[Image location labeling entries]
· · ·

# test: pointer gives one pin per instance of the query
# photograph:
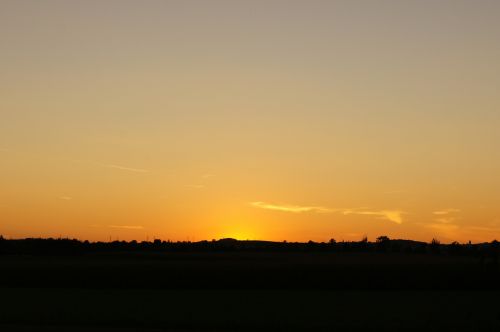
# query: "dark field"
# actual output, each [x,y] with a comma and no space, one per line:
[147,290]
[215,310]
[248,270]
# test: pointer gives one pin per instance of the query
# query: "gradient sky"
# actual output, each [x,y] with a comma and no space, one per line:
[279,120]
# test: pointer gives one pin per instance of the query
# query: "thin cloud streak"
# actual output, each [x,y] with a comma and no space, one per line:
[291,208]
[123,168]
[126,227]
[195,186]
[390,215]
[119,226]
[445,212]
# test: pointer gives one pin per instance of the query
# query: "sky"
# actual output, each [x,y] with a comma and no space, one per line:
[276,120]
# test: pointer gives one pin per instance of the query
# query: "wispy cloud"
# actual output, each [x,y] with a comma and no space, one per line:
[391,215]
[445,212]
[123,168]
[395,216]
[290,208]
[195,186]
[126,226]
[119,226]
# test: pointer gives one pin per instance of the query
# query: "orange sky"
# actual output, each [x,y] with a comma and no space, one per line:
[278,120]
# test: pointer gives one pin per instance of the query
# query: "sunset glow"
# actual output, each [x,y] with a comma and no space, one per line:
[274,120]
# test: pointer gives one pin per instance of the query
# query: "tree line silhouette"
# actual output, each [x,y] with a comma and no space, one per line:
[486,252]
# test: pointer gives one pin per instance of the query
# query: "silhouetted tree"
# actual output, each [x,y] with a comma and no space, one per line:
[435,246]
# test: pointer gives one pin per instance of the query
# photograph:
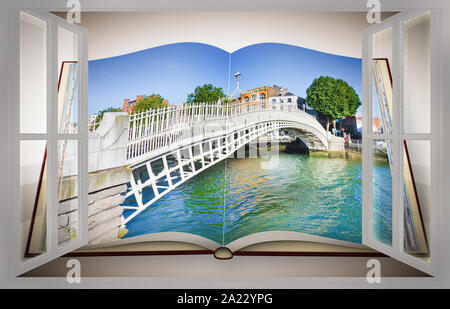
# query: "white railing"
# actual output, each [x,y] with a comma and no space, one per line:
[165,126]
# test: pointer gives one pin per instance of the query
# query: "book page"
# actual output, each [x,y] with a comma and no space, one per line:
[304,176]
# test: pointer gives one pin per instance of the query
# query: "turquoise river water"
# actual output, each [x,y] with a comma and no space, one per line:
[236,197]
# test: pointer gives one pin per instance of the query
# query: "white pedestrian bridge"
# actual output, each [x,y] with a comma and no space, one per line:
[170,145]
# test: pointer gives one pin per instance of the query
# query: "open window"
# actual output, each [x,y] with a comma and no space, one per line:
[51,141]
[399,94]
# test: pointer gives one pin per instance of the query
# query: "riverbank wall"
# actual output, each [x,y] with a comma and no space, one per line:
[107,183]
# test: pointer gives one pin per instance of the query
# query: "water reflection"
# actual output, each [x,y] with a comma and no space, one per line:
[235,198]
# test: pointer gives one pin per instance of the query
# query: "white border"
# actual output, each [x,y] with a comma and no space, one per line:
[397,137]
[51,137]
[443,213]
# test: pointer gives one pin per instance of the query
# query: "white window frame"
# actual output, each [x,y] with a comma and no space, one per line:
[397,136]
[438,157]
[53,249]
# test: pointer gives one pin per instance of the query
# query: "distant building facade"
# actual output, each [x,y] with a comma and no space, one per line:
[129,105]
[259,94]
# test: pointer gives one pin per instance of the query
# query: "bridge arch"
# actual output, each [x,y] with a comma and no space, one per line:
[169,146]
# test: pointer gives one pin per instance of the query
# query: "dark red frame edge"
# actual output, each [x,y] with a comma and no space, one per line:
[237,253]
[27,253]
[409,162]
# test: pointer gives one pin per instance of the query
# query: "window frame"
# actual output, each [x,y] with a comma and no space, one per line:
[398,136]
[51,137]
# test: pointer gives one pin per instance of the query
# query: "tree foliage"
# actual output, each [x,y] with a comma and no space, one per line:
[206,93]
[150,102]
[334,98]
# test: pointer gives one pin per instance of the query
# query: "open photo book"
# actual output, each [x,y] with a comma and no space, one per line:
[257,151]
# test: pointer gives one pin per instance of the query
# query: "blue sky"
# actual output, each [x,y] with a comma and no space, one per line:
[172,71]
[291,67]
[175,70]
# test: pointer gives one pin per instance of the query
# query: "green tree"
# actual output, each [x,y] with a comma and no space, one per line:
[334,98]
[150,102]
[206,93]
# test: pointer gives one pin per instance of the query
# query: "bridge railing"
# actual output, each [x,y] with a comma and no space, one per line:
[158,128]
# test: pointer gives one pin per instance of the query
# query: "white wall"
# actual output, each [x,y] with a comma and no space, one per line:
[117,33]
[33,75]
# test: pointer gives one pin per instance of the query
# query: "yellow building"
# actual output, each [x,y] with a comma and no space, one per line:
[259,94]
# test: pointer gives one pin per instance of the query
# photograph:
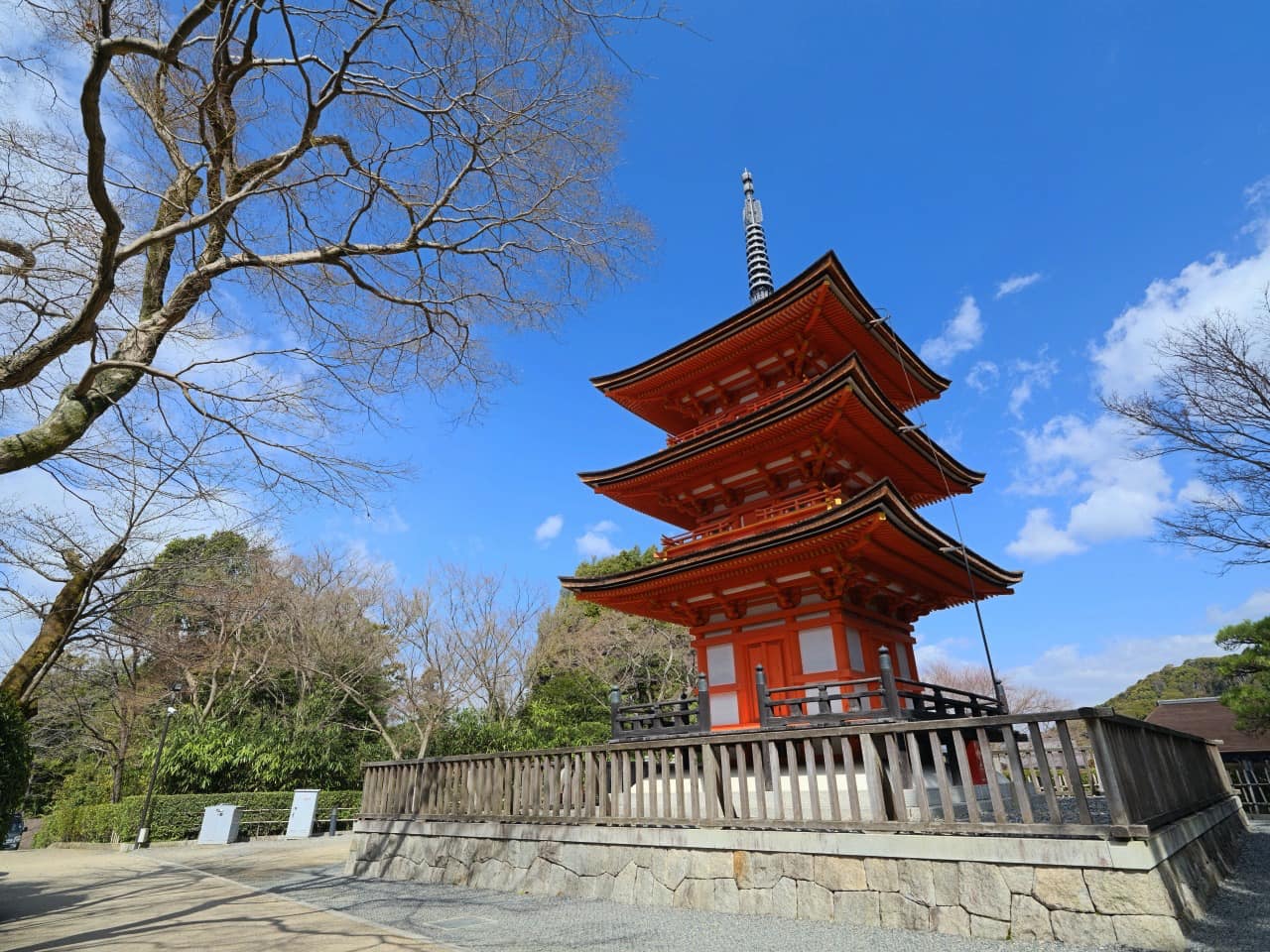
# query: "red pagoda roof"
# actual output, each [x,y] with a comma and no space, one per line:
[874,539]
[843,408]
[822,302]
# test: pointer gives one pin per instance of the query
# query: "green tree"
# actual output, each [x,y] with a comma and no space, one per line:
[14,756]
[647,658]
[1250,697]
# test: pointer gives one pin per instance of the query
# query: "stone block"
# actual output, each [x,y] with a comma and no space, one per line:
[784,897]
[695,893]
[726,896]
[1058,888]
[624,885]
[815,901]
[984,928]
[881,875]
[1029,919]
[798,866]
[839,874]
[952,920]
[1019,879]
[917,881]
[899,911]
[1161,933]
[671,867]
[1082,928]
[857,907]
[710,865]
[947,888]
[1119,892]
[757,870]
[983,892]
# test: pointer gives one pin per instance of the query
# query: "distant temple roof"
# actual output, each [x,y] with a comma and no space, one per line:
[1207,717]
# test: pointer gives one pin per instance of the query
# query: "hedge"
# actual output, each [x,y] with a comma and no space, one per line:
[176,815]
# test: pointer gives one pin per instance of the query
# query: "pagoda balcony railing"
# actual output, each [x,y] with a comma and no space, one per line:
[681,716]
[735,413]
[879,697]
[748,522]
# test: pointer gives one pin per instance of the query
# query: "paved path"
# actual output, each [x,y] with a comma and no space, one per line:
[293,896]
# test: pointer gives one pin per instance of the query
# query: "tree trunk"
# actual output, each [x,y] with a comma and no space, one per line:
[59,625]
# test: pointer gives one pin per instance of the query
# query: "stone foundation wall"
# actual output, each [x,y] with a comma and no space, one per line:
[1092,892]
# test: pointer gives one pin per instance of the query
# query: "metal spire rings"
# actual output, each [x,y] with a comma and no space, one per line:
[756,244]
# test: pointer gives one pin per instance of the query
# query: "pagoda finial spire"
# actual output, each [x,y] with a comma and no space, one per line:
[756,244]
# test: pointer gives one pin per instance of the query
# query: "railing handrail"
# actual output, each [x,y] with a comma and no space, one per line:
[749,520]
[735,413]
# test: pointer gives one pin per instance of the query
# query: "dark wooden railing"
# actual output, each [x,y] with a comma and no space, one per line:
[883,696]
[661,719]
[905,775]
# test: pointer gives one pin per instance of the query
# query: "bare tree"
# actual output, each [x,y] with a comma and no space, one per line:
[1210,403]
[87,553]
[1024,698]
[267,216]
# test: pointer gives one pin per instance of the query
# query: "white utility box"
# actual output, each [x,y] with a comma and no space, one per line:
[304,807]
[220,824]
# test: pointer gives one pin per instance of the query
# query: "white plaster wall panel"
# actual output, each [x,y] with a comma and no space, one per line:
[720,664]
[816,648]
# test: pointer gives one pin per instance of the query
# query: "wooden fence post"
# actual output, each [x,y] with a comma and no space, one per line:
[888,683]
[1109,770]
[702,703]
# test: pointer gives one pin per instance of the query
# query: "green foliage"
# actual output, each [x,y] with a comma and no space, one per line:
[14,756]
[1250,669]
[264,749]
[177,816]
[1197,676]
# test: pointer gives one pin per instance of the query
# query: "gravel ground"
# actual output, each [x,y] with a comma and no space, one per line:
[474,920]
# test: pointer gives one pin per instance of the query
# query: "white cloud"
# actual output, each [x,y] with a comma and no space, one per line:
[1119,495]
[549,529]
[1040,539]
[1016,282]
[962,331]
[1032,376]
[1091,678]
[1254,607]
[1125,361]
[594,542]
[983,376]
[1112,494]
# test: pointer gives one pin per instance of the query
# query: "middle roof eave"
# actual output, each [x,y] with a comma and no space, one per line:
[847,375]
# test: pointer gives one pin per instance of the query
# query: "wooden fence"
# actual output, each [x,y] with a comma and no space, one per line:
[1251,780]
[901,775]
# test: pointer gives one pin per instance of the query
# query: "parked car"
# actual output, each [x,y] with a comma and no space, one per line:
[13,833]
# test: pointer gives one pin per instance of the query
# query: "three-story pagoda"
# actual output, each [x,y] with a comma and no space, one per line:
[795,476]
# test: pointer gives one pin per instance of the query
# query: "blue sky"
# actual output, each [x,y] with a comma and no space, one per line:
[1033,193]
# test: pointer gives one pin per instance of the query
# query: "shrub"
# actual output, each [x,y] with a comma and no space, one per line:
[177,815]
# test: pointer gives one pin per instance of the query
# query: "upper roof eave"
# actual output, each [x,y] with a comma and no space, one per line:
[848,372]
[879,498]
[825,268]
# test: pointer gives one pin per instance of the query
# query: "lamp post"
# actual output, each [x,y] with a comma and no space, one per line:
[144,829]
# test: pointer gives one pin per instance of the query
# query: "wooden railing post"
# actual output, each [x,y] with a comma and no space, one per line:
[761,693]
[888,683]
[1000,690]
[702,702]
[615,701]
[1109,769]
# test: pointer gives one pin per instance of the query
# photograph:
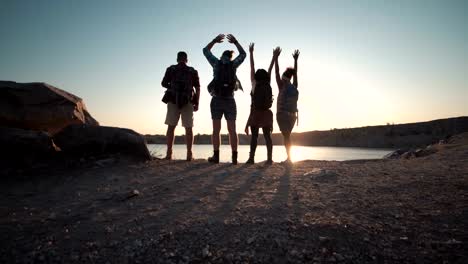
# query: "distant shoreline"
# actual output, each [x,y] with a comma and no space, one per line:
[389,136]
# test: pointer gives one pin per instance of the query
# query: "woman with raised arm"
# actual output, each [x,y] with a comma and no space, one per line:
[260,113]
[286,112]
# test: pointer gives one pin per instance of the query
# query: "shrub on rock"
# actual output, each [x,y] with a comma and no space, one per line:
[24,147]
[40,106]
[86,141]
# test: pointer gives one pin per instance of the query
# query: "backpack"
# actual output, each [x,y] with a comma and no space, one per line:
[262,98]
[290,97]
[224,83]
[181,85]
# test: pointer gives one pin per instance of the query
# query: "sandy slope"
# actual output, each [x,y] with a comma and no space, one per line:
[397,211]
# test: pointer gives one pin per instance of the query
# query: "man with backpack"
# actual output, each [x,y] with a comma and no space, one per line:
[222,89]
[182,100]
[286,112]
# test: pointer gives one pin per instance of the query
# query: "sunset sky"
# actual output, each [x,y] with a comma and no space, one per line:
[362,62]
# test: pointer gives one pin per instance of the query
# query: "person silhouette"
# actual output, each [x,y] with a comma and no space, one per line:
[287,112]
[182,97]
[260,114]
[222,88]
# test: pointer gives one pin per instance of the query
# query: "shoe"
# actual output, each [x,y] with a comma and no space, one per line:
[234,157]
[189,156]
[168,155]
[215,157]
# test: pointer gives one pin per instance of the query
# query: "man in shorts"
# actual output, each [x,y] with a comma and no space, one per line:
[182,97]
[222,89]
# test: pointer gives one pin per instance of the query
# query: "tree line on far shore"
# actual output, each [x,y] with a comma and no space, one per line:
[384,136]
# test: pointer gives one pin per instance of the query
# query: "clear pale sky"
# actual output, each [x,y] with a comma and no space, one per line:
[362,62]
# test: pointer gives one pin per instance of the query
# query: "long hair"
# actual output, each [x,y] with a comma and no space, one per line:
[261,76]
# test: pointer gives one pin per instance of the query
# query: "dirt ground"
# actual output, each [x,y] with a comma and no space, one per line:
[380,211]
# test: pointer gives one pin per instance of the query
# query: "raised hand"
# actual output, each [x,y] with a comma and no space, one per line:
[231,38]
[219,38]
[276,52]
[251,47]
[296,54]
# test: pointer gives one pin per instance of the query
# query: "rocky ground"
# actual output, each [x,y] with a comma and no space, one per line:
[394,211]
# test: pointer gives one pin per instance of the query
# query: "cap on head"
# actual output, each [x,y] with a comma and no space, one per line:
[228,54]
[289,72]
[181,56]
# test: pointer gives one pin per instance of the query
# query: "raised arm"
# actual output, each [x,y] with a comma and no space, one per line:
[166,81]
[196,85]
[252,64]
[295,56]
[276,53]
[241,57]
[207,50]
[270,68]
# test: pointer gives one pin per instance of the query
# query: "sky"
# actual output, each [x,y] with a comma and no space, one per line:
[362,62]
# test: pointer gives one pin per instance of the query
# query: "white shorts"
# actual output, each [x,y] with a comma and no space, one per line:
[174,113]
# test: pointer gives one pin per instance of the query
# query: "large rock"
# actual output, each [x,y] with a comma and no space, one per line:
[24,147]
[86,141]
[40,106]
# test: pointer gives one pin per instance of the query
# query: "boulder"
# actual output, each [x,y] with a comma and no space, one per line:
[97,141]
[24,147]
[40,106]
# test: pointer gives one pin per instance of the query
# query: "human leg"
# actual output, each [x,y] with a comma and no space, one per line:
[253,145]
[169,141]
[187,122]
[287,143]
[215,138]
[189,142]
[269,144]
[233,139]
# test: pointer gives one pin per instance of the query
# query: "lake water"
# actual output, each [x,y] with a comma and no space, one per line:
[279,153]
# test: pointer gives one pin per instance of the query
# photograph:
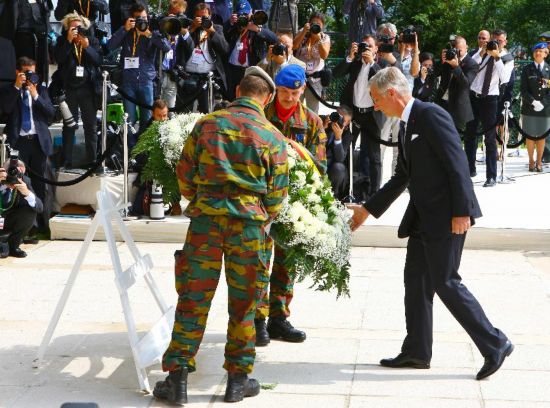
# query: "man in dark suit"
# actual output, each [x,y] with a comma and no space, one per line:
[18,208]
[27,126]
[360,69]
[457,75]
[442,208]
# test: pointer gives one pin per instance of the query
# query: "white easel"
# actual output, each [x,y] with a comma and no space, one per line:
[147,350]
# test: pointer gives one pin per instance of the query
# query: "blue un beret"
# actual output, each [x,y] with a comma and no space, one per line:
[541,45]
[292,76]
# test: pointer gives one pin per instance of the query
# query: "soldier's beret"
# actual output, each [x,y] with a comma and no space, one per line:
[292,76]
[538,46]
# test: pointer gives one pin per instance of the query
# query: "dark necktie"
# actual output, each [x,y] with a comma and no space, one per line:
[488,75]
[26,112]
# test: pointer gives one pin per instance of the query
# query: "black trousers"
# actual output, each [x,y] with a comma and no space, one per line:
[370,161]
[83,98]
[485,111]
[431,267]
[31,153]
[338,176]
[18,222]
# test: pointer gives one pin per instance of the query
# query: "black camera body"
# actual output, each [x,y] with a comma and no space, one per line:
[278,49]
[142,24]
[13,173]
[315,28]
[492,45]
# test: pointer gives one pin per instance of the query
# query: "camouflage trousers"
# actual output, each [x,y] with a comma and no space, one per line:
[281,286]
[241,245]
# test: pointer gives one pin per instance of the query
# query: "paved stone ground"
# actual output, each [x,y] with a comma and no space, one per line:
[89,358]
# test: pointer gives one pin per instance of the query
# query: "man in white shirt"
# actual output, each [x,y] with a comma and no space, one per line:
[495,69]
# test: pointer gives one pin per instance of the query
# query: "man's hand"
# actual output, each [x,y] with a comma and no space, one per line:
[360,214]
[22,188]
[459,225]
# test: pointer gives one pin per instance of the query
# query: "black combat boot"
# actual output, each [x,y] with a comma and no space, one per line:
[262,336]
[240,386]
[174,388]
[280,328]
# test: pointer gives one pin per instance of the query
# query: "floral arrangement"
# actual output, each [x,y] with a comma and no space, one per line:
[163,143]
[314,228]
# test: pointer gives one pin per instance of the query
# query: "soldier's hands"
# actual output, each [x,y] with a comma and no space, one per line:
[459,225]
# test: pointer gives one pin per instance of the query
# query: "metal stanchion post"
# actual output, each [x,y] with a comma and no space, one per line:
[125,176]
[503,179]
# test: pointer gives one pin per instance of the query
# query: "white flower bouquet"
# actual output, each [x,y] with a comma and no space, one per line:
[313,228]
[163,143]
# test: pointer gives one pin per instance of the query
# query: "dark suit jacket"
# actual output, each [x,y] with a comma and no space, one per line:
[457,81]
[435,169]
[258,42]
[217,47]
[532,89]
[42,110]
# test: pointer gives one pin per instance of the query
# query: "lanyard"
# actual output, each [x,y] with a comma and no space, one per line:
[78,53]
[87,14]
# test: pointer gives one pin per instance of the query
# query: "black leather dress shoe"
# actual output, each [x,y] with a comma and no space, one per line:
[490,183]
[18,253]
[403,360]
[262,336]
[174,388]
[239,386]
[280,328]
[493,363]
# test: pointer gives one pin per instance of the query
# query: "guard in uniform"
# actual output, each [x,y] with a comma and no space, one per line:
[302,125]
[234,171]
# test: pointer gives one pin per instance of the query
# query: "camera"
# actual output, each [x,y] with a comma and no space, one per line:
[315,28]
[278,49]
[13,173]
[335,117]
[142,24]
[409,34]
[206,22]
[492,45]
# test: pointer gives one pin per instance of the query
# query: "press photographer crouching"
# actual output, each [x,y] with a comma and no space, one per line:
[279,56]
[339,139]
[202,51]
[18,206]
[79,57]
[138,58]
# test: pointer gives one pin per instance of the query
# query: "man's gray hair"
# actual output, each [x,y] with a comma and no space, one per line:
[387,26]
[390,77]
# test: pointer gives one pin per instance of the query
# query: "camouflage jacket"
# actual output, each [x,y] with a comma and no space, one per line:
[234,163]
[304,127]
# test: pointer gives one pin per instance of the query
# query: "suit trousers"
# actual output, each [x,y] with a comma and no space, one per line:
[83,98]
[485,111]
[370,161]
[431,267]
[32,155]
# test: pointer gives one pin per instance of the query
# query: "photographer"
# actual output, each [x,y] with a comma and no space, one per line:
[361,66]
[203,51]
[169,82]
[78,56]
[18,206]
[138,59]
[363,16]
[457,74]
[425,83]
[279,56]
[248,43]
[27,126]
[339,139]
[312,47]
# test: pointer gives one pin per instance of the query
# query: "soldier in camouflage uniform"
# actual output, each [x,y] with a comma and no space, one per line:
[234,172]
[298,123]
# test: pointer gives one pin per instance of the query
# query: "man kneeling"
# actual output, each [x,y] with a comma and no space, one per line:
[234,172]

· · ·

→ Task
Find every line in the records that contains the word "tree", and copy each of those lines.

→ Worked answer
# query: "tree line silhouette"
# query: "silhouetted tree"
# query: "tree foliage"
# query: "green tree"
# query: "green tree"
# query: "tree trunk"
# query: "bare tree"
# query: "tree line on far shore"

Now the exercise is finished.